[begin Given information]

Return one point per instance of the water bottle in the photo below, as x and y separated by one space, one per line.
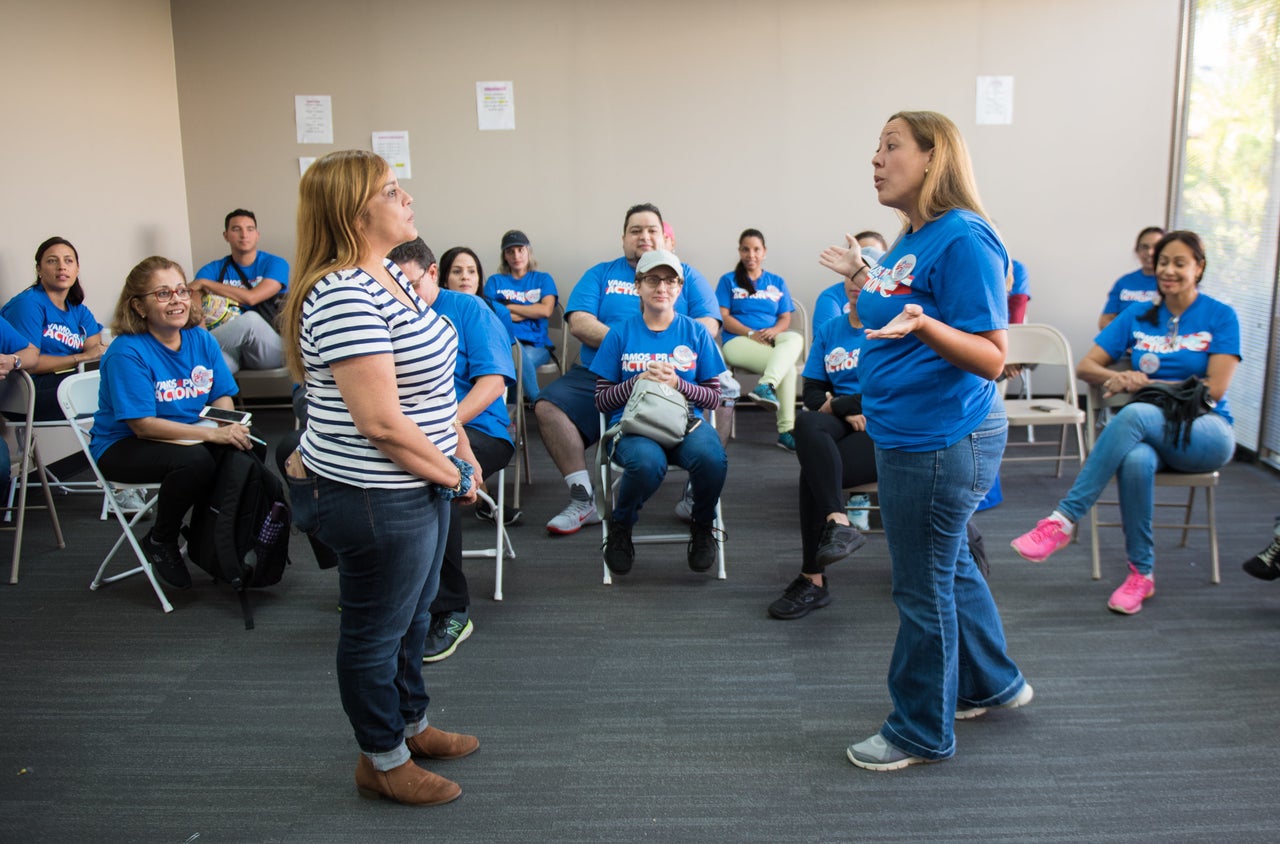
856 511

[end Given information]
[begin Given information]

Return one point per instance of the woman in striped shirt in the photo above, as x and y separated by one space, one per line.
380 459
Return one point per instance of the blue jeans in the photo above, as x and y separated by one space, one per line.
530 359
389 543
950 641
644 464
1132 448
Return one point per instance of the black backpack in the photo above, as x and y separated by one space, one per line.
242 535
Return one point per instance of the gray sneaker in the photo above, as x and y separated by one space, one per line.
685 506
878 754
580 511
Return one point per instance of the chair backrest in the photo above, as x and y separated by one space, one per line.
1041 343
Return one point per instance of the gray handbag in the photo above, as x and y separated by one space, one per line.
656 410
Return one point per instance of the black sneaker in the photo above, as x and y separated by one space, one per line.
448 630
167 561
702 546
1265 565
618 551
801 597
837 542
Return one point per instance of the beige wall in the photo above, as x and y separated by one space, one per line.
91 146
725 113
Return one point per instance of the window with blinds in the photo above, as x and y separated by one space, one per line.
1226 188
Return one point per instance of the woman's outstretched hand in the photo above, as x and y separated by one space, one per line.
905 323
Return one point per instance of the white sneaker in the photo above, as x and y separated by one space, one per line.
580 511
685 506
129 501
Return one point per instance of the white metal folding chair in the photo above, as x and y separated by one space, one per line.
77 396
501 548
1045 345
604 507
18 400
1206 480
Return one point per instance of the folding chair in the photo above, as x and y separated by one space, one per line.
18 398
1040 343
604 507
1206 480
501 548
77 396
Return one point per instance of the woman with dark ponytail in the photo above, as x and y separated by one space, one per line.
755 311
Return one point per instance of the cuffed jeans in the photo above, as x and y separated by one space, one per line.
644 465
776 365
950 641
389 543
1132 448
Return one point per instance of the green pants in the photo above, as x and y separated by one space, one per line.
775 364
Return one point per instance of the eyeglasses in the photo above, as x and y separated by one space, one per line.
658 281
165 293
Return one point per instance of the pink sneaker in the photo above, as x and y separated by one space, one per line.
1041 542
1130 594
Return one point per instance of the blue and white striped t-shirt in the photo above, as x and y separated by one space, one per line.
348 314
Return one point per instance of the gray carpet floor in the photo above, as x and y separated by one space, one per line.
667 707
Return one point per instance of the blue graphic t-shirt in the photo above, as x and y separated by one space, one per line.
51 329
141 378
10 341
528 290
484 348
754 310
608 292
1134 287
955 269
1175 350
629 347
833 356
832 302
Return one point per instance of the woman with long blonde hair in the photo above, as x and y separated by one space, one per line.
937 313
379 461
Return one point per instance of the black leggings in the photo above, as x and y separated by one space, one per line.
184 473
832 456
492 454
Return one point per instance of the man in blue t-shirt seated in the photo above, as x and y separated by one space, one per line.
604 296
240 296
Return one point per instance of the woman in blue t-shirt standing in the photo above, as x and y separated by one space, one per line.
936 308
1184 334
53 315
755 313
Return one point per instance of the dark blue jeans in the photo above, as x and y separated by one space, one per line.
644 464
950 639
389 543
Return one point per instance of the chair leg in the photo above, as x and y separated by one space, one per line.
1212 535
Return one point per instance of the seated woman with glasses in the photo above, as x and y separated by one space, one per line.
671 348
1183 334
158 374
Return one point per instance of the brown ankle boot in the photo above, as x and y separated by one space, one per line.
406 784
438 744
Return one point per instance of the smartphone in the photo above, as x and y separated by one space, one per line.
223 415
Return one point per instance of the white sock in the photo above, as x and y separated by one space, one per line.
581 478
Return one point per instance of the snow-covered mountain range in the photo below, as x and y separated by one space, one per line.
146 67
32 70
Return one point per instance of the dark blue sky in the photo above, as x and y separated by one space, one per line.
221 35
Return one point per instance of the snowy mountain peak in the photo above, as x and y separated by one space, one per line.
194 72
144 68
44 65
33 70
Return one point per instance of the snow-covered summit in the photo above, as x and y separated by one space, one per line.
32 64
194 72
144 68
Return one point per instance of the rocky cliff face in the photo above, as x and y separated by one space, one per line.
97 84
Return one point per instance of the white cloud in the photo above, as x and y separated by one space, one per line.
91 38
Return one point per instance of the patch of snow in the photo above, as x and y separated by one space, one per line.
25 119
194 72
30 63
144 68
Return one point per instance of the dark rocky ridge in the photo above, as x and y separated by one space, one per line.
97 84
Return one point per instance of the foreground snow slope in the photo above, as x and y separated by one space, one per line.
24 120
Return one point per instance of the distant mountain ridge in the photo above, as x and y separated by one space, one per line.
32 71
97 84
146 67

[end Given information]

Request –
State how many lines of the entries above contain the word "jeans". Give only the number.

Solved problem –
3